● **Enunciado 1**: Reescribe las filas desde el comienzo de estas hasta la línea con "307], [199, 292]]", ambas incluidas, renombrando "instance" como "object" y sin alterar nada más.

::: Artículo :::

Puesto a imaginar ese libro, se me ocurren al menos cuatro posiciones diversas sobre la mitología del puro. La primera es la figura canónica del burgués, con su caja de habanos y su ropa elegante, algo dandi. Por supuesto que tiene algo de estereotipo, pero así aparece en el cine, en el cómic, y en buena parte del imaginario social. El burgués que fuma puros caros, bebiendo un buen whisky o coñac. Poco o nada me interesa de esa figura (ver la foto de Rajoy con un habano en la boca sin gracia alguna).

::: Filas de datos :::

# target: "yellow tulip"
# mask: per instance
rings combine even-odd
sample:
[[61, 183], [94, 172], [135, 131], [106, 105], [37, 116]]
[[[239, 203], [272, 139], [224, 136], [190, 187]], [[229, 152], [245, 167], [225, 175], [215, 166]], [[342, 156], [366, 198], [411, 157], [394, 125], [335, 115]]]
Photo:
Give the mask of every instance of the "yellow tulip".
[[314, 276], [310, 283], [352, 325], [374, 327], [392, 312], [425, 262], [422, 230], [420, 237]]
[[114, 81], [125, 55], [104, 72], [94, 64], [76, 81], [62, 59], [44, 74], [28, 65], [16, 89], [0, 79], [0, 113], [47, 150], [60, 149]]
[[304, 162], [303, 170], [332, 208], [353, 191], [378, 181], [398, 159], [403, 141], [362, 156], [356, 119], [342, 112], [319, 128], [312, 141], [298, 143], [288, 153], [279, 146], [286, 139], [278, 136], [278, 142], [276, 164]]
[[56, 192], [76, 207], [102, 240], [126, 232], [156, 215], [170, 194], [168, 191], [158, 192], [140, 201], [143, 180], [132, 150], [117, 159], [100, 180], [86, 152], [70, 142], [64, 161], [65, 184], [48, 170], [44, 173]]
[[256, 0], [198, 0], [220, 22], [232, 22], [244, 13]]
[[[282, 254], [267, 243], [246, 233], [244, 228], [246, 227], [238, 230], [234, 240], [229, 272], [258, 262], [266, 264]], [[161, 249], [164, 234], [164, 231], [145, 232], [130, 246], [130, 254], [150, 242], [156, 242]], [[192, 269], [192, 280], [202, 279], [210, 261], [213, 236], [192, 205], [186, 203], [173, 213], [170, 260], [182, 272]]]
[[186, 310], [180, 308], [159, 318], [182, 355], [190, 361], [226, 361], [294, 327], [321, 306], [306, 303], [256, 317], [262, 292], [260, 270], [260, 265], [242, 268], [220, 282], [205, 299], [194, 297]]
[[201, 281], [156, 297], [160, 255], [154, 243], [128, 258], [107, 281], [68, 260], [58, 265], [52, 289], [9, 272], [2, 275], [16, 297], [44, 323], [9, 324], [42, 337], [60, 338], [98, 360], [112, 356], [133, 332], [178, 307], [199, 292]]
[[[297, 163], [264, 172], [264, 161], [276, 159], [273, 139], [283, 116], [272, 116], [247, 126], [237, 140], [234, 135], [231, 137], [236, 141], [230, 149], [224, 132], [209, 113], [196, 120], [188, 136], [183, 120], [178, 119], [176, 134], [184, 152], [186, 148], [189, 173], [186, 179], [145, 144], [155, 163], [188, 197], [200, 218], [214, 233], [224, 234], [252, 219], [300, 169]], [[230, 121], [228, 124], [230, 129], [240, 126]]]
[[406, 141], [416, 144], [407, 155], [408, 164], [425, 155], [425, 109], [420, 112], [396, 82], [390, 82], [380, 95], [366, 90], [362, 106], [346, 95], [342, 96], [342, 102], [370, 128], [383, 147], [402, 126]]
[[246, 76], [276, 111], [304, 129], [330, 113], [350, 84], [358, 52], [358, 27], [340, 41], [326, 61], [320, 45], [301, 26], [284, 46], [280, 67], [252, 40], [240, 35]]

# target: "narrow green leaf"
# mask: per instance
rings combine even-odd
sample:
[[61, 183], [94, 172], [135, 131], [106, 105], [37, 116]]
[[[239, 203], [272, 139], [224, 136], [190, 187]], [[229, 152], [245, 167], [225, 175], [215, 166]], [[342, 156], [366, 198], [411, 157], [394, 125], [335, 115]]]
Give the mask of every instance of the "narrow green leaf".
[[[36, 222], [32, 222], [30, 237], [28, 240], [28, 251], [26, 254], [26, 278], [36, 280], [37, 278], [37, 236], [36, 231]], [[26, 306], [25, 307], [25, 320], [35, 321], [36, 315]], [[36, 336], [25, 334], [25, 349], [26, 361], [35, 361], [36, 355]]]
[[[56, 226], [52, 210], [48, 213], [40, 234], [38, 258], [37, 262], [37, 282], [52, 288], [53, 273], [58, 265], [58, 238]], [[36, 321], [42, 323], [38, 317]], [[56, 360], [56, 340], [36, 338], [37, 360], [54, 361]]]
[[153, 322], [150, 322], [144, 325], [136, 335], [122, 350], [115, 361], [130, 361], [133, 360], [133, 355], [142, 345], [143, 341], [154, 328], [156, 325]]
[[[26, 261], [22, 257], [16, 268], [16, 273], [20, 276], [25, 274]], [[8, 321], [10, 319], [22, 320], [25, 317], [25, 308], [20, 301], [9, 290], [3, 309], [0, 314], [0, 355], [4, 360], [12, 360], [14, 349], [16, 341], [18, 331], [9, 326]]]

:::

● **Enunciado 2**: Transcribe completo, por favor, el artículo sobre la mitología del puro, tal cual aparece.

● **Respuesta completa 1**:
# target: "yellow tulip"
# mask: per object
rings combine even-odd
sample:
[[61, 183], [94, 172], [135, 131], [106, 105], [37, 116]]
[[[239, 203], [272, 139], [224, 136], [190, 187]], [[229, 152], [245, 167], [225, 175], [215, 166]], [[342, 156], [366, 198], [411, 157], [394, 125], [335, 115]]]
Photo:
Give the mask of every object of the "yellow tulip".
[[314, 276], [310, 283], [352, 325], [374, 327], [392, 312], [425, 262], [422, 230], [420, 237]]
[[114, 81], [125, 55], [104, 72], [94, 64], [76, 81], [62, 59], [44, 74], [28, 65], [16, 89], [0, 79], [0, 113], [47, 150], [60, 149]]
[[304, 162], [303, 170], [332, 208], [353, 191], [378, 181], [398, 159], [403, 141], [362, 156], [356, 119], [342, 112], [319, 128], [312, 141], [298, 143], [288, 153], [279, 146], [286, 139], [278, 136], [278, 142], [276, 164]]
[[56, 192], [76, 207], [102, 240], [126, 232], [156, 215], [170, 194], [168, 191], [158, 192], [140, 201], [143, 180], [132, 150], [117, 159], [100, 180], [86, 152], [70, 142], [64, 161], [65, 184], [48, 170], [44, 173]]
[[256, 0], [198, 0], [220, 22], [232, 22], [244, 13]]
[[[282, 254], [267, 243], [246, 233], [244, 228], [246, 227], [238, 230], [234, 240], [229, 272], [258, 262], [266, 264]], [[161, 249], [164, 234], [164, 231], [145, 232], [130, 246], [130, 254], [150, 242], [156, 242]], [[192, 269], [192, 280], [202, 279], [210, 261], [213, 236], [192, 205], [186, 203], [173, 213], [170, 260], [182, 272]]]
[[186, 310], [180, 308], [159, 318], [182, 355], [190, 361], [226, 361], [294, 327], [321, 306], [306, 303], [256, 317], [262, 292], [260, 270], [260, 265], [242, 268], [220, 282], [205, 299], [194, 297]]
[[201, 281], [156, 297], [160, 255], [154, 243], [128, 258], [107, 281], [68, 260], [58, 265], [52, 289], [9, 272], [2, 275], [16, 297], [44, 323], [9, 324], [42, 337], [60, 338], [98, 360], [112, 356], [133, 332], [178, 307], [199, 292]]

● **Respuesta completa 2**:
Puesto a imaginar ese libro, se me ocurren al menos cuatro posiciones diversas sobre la mitología del puro. La primera es la figura canónica del burgués, con su caja de habanos y su ropa elegante, algo dandi. Por supuesto que tiene algo de estereotipo, pero así aparece en el cine, en el cómic, y en buena parte del imaginario social. El burgués que fuma puros caros, bebiendo un buen whisky o coñac. Poco o nada me interesa de esa figura (ver la foto de Rajoy con un habano en la boca sin gracia alguna).